▸ Task directions
Copy out the listing word for word, starting with the line that contains "Could you please point to the rocky terrain" and going on through the end of the listing, both ends included. Leave the pictures out of your copy.
** Begin Input data **
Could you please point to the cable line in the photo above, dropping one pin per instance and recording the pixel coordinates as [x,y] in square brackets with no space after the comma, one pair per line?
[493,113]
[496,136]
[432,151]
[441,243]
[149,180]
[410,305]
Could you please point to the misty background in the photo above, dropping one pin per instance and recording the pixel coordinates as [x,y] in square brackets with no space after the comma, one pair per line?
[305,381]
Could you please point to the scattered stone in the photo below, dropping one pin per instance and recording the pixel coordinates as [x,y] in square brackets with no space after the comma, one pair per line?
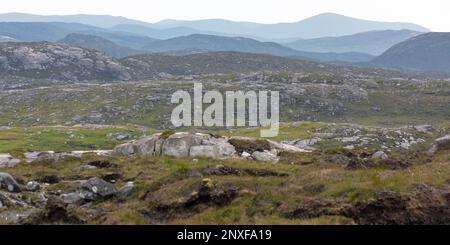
[7,182]
[221,170]
[33,186]
[101,164]
[423,128]
[246,155]
[264,156]
[425,206]
[443,143]
[73,198]
[99,187]
[7,161]
[126,191]
[381,155]
[49,179]
[55,212]
[311,208]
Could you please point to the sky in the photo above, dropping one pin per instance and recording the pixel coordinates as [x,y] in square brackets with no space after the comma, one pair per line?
[433,14]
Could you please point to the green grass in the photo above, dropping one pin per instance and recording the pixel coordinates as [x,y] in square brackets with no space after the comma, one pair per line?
[62,138]
[168,179]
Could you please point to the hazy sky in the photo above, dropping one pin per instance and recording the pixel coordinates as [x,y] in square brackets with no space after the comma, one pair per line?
[434,14]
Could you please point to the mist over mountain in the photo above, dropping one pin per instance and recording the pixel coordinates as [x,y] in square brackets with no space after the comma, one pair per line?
[219,43]
[427,52]
[374,42]
[323,25]
[98,43]
[103,21]
[40,31]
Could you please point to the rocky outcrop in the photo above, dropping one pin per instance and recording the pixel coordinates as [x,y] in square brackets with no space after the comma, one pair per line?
[440,144]
[7,182]
[51,156]
[426,205]
[204,145]
[96,188]
[8,161]
[57,61]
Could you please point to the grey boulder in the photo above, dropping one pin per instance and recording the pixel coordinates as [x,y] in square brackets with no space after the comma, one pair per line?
[8,183]
[98,187]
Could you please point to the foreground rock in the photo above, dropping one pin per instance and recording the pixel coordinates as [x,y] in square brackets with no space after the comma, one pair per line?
[427,205]
[7,182]
[51,156]
[96,188]
[205,145]
[8,161]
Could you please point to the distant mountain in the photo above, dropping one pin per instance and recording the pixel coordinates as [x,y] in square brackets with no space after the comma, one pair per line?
[7,39]
[129,40]
[374,42]
[219,43]
[38,31]
[103,21]
[98,43]
[163,33]
[349,57]
[322,25]
[150,65]
[45,60]
[426,52]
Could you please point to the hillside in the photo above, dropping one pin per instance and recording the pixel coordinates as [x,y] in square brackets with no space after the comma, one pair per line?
[323,25]
[427,52]
[374,42]
[97,43]
[56,61]
[148,65]
[219,43]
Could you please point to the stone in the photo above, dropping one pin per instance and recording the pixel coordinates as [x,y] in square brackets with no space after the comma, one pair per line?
[246,155]
[423,128]
[7,182]
[179,144]
[212,151]
[7,161]
[99,187]
[73,198]
[380,155]
[126,149]
[146,146]
[443,143]
[33,186]
[126,191]
[264,156]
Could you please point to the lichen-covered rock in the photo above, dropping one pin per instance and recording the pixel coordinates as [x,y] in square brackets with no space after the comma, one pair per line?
[7,182]
[8,161]
[43,60]
[99,188]
[264,156]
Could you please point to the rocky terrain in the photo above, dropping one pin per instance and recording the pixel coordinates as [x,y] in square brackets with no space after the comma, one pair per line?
[426,52]
[58,62]
[374,176]
[86,139]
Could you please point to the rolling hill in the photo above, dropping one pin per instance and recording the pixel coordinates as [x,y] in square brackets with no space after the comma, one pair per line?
[45,60]
[323,25]
[98,43]
[219,43]
[374,42]
[427,52]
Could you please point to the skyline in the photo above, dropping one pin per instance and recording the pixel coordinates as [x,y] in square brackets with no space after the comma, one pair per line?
[265,11]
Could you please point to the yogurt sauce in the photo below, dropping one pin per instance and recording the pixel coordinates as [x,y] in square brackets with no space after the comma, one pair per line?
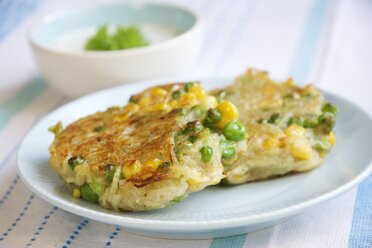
** End Input data **
▸ Worked solution
Could you please point to the rocky terrain in the photo above, dropping one pin per instance and recording the pixel coordinates as [x,y] in square brackets with no space after the comma, one pair per line?
[426,52]
[58,62]
[374,176]
[86,139]
Could you please point to the rolling hill in the photo above, dropping one pin per instance and recording the pixel coordinates as [x,y] in square brackets with no space after the comma, one pair per line?
[45,60]
[323,25]
[98,43]
[219,43]
[374,42]
[427,52]
Could you please point to the skyline in the photo above, dropping one pin per instance and recording the pixel coordinates as [x,y] in square brackets with no space after the comma, one pair per line?
[265,11]
Could you please point to the yogurt sauce in the photo below, dropping one pin per instance and recording the pixel coordinates as [x,y] in square brackets with no space after the comma, one pair per line?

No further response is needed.